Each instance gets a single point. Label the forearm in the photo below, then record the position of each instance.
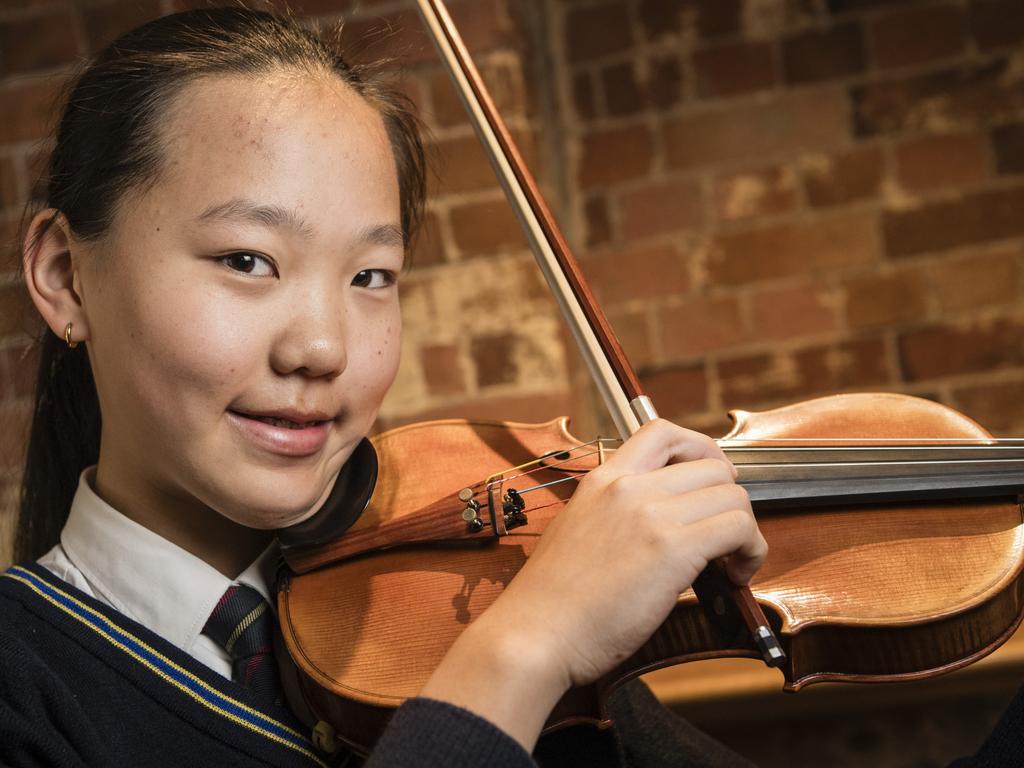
(500, 677)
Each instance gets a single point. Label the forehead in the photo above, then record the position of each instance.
(302, 141)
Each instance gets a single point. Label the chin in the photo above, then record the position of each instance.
(273, 504)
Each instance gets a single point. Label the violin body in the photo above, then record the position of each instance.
(856, 593)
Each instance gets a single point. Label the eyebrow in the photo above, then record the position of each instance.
(240, 209)
(267, 215)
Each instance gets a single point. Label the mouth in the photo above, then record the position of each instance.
(288, 433)
(274, 421)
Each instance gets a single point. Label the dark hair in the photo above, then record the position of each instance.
(108, 143)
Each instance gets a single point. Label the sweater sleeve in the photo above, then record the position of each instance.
(427, 733)
(37, 716)
(1005, 745)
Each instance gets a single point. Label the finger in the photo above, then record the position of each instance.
(660, 442)
(677, 479)
(734, 534)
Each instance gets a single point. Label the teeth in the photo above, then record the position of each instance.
(280, 422)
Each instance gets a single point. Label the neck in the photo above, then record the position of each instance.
(202, 531)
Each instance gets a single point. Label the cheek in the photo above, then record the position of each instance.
(378, 354)
(183, 348)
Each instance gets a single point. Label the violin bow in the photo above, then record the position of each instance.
(725, 604)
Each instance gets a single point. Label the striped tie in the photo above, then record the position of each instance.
(242, 623)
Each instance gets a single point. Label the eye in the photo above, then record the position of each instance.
(248, 262)
(374, 279)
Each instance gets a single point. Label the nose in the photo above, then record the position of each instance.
(312, 341)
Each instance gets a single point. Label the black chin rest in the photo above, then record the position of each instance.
(346, 502)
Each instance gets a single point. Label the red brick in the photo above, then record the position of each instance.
(996, 406)
(995, 24)
(755, 194)
(849, 365)
(38, 42)
(484, 25)
(597, 31)
(677, 391)
(460, 164)
(504, 83)
(828, 54)
(734, 68)
(377, 38)
(623, 94)
(632, 331)
(583, 95)
(633, 86)
(806, 309)
(948, 350)
(844, 6)
(798, 122)
(485, 227)
(615, 155)
(975, 217)
(1009, 143)
(494, 357)
(662, 17)
(963, 95)
(103, 24)
(979, 280)
(442, 369)
(428, 248)
(947, 160)
(715, 18)
(28, 108)
(844, 177)
(794, 248)
(887, 299)
(918, 35)
(637, 273)
(660, 207)
(700, 326)
(664, 82)
(598, 220)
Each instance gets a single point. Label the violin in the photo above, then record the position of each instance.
(895, 525)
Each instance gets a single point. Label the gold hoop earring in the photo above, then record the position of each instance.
(71, 344)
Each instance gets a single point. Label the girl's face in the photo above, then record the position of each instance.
(243, 313)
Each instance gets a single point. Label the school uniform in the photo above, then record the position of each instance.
(104, 664)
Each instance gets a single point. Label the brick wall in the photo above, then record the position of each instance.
(774, 199)
(828, 196)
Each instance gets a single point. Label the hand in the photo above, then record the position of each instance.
(638, 530)
(606, 572)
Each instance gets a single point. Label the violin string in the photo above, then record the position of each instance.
(549, 484)
(872, 441)
(851, 444)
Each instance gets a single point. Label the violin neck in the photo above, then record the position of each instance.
(795, 476)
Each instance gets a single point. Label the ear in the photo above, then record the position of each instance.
(51, 274)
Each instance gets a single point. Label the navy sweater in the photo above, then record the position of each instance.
(83, 685)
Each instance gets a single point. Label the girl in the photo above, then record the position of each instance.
(227, 209)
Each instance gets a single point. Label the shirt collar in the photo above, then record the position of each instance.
(145, 577)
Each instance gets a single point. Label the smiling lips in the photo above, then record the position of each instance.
(284, 432)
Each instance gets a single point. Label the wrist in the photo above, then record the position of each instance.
(502, 674)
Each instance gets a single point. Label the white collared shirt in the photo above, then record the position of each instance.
(146, 578)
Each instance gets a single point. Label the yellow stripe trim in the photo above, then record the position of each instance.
(202, 683)
(244, 625)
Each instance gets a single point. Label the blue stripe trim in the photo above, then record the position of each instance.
(199, 689)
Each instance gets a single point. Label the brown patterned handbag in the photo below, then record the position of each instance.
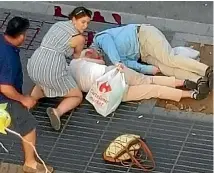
(129, 149)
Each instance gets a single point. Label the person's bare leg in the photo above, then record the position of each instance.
(179, 83)
(70, 101)
(28, 150)
(148, 91)
(37, 93)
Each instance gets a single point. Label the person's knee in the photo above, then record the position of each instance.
(75, 92)
(81, 39)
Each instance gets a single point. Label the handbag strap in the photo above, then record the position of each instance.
(146, 151)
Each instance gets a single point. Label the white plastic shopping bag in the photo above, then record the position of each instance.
(187, 52)
(107, 92)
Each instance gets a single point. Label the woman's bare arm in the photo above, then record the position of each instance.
(98, 61)
(78, 43)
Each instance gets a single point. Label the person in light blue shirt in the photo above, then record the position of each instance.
(121, 45)
(127, 44)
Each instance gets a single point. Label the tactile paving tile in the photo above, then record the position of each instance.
(179, 145)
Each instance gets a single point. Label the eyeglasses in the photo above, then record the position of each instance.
(79, 12)
(85, 11)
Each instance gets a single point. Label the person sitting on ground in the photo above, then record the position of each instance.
(127, 44)
(90, 66)
(47, 67)
(11, 80)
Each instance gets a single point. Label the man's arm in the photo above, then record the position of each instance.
(107, 44)
(145, 69)
(7, 79)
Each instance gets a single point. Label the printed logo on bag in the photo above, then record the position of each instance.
(105, 87)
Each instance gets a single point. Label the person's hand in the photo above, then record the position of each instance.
(120, 66)
(155, 70)
(28, 101)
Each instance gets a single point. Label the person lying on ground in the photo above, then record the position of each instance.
(88, 68)
(127, 44)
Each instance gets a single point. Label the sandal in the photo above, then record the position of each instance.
(39, 169)
(198, 96)
(202, 85)
(209, 75)
(55, 120)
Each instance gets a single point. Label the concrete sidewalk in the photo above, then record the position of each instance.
(186, 137)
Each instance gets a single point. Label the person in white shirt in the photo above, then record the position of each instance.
(90, 66)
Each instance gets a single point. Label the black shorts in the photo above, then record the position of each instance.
(22, 121)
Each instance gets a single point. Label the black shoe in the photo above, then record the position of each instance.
(188, 84)
(203, 86)
(209, 75)
(198, 96)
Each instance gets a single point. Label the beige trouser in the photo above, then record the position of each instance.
(156, 50)
(146, 87)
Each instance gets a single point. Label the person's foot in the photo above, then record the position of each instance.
(188, 84)
(198, 96)
(202, 85)
(38, 169)
(54, 118)
(209, 75)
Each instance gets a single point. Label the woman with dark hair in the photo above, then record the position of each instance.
(47, 67)
(11, 81)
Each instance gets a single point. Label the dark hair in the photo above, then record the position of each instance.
(80, 12)
(17, 26)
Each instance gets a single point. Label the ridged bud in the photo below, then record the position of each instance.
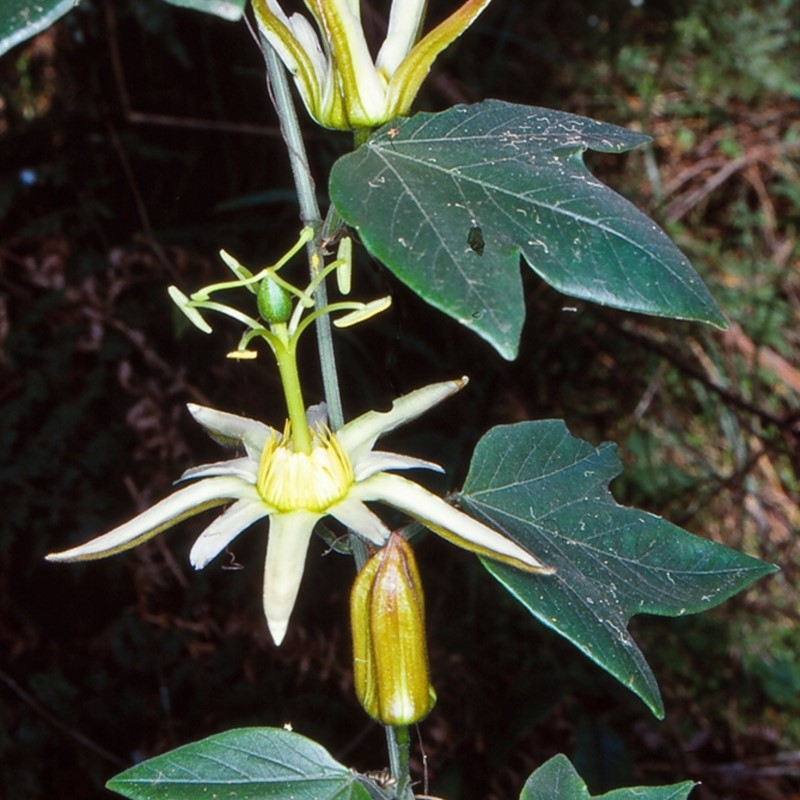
(390, 654)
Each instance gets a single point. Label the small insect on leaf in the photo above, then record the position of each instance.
(475, 239)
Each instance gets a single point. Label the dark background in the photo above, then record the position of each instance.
(136, 140)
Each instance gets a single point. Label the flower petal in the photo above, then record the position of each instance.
(358, 437)
(409, 75)
(164, 514)
(381, 461)
(225, 528)
(277, 28)
(355, 515)
(447, 521)
(244, 468)
(358, 84)
(405, 26)
(231, 430)
(289, 535)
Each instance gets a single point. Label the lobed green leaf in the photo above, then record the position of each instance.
(246, 763)
(548, 491)
(449, 201)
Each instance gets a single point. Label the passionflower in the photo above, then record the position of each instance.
(337, 476)
(340, 84)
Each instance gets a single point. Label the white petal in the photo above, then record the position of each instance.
(380, 461)
(307, 38)
(244, 468)
(358, 437)
(405, 25)
(445, 520)
(232, 430)
(289, 535)
(225, 528)
(355, 515)
(164, 514)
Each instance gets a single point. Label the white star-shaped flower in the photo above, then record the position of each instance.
(339, 476)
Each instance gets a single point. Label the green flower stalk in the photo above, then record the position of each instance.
(341, 86)
(390, 655)
(295, 486)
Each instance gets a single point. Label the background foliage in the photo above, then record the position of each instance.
(135, 140)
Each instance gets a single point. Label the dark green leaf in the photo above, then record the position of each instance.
(557, 779)
(21, 19)
(249, 764)
(549, 491)
(449, 201)
(227, 9)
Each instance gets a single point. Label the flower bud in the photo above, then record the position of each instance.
(390, 657)
(274, 302)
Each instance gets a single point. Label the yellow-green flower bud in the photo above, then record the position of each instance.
(274, 302)
(390, 656)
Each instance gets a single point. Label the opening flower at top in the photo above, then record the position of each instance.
(296, 487)
(340, 84)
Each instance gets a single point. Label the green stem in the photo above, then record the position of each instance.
(286, 358)
(310, 215)
(398, 742)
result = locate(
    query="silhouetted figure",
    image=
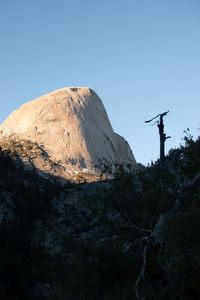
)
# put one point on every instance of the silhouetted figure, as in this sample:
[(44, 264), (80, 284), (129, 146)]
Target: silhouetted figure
[(163, 137)]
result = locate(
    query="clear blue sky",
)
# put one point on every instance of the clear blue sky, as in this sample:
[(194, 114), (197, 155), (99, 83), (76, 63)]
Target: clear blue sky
[(142, 57)]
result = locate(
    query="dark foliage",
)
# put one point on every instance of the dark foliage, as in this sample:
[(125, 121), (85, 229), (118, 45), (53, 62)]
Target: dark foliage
[(125, 260)]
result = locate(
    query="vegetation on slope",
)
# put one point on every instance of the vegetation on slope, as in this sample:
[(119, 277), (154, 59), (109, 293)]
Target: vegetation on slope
[(134, 237)]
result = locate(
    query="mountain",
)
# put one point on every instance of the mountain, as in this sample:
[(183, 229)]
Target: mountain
[(72, 130)]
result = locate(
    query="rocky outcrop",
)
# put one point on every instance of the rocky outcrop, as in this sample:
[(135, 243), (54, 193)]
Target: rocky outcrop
[(72, 127)]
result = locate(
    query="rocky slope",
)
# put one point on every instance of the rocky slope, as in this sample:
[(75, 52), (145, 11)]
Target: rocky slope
[(71, 126)]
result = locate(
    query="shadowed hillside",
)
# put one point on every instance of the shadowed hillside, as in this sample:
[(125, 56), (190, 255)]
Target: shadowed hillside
[(133, 237)]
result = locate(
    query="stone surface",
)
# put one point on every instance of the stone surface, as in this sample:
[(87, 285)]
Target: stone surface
[(72, 126)]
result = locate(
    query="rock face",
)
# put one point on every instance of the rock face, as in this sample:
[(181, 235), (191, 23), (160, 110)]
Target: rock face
[(72, 126)]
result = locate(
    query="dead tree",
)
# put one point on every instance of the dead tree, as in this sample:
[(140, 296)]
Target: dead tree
[(163, 137)]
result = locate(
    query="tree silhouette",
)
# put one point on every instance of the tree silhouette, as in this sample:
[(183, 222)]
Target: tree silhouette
[(160, 125)]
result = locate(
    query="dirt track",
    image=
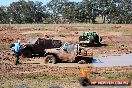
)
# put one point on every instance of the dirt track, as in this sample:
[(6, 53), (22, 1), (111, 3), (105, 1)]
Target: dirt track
[(116, 40)]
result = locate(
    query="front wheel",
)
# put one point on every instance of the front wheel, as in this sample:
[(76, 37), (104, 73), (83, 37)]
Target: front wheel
[(50, 59), (84, 81)]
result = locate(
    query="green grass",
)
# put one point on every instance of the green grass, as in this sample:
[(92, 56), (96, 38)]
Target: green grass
[(76, 25), (35, 34)]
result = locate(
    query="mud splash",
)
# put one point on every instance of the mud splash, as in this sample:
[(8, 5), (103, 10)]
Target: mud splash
[(110, 61)]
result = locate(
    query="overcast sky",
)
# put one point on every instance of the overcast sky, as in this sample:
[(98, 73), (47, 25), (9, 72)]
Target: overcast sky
[(7, 2)]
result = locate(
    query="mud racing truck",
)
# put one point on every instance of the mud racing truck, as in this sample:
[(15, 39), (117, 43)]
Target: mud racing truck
[(89, 39), (53, 51), (68, 53), (37, 46)]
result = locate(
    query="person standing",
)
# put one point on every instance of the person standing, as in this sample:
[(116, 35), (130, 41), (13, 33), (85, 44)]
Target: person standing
[(17, 51)]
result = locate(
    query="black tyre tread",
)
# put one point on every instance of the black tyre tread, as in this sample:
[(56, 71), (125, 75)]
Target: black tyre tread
[(50, 56)]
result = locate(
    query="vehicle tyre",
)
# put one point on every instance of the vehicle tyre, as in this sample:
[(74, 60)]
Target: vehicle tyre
[(27, 53), (84, 81), (50, 59), (82, 62)]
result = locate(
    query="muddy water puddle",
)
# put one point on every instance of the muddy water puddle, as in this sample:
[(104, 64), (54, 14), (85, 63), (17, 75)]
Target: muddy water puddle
[(110, 61)]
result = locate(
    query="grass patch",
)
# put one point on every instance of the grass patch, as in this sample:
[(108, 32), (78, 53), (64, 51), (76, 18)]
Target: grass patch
[(36, 34), (4, 46)]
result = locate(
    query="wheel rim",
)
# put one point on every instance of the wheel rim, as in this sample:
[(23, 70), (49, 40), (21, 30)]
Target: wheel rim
[(50, 60)]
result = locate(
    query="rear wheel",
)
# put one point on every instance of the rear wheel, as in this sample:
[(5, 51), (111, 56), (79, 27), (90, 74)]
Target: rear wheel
[(50, 59), (27, 53)]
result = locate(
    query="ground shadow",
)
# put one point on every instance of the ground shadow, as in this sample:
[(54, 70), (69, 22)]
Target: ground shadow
[(97, 61), (96, 45)]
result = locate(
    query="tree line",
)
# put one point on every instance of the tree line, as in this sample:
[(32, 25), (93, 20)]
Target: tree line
[(65, 11)]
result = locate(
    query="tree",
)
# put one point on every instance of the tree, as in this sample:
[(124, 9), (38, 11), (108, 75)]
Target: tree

# # # # # # #

> _Requirement_: All that belongs in the answer is the run of lines above from the line containing "# put one point on every instance of the overcast" through the line containing "# put one point on every instance of the grass", exactly as written.

> _Problem solution_:
# put one point on every instance of the overcast sky, as in this sample:
[(98, 73), (47, 25), (9, 72)]
Target: overcast sky
[(7, 2)]
result = locate(
    query="mud racing truck",
)
# put one point on every instance of the mud racing truck, as in this sample:
[(15, 39), (117, 43)]
Target: mud racing truck
[(89, 39), (53, 51), (68, 53), (37, 46)]
result = locate(
    query="person standing",
)
# put one point on every instance of the person standing, as in this sample:
[(116, 35), (130, 41), (13, 33), (85, 44)]
Target: person standing
[(17, 51)]
result = locate(
    query="black tyre tread",
)
# put one point on every instance of the black tyre tread, as in this sample:
[(56, 71), (125, 75)]
Target: black tyre tread
[(50, 56)]
result = locate(
    query="vehicle tyre",
)
# put one point on every instance of the vehicle tyre, as in this sample:
[(74, 60)]
Target: vehicle tyre
[(27, 53), (84, 81), (50, 59), (82, 62)]
result = locate(
    query="muddy water puddle",
)
# put one point on every instance of the muddy water puddle, as in this sample:
[(104, 64), (54, 14), (85, 63), (17, 75)]
Target: muddy water puddle
[(110, 61)]
result = locate(
    query="grass patch",
)
# put one point on every instance of the grass patch, as in this sample:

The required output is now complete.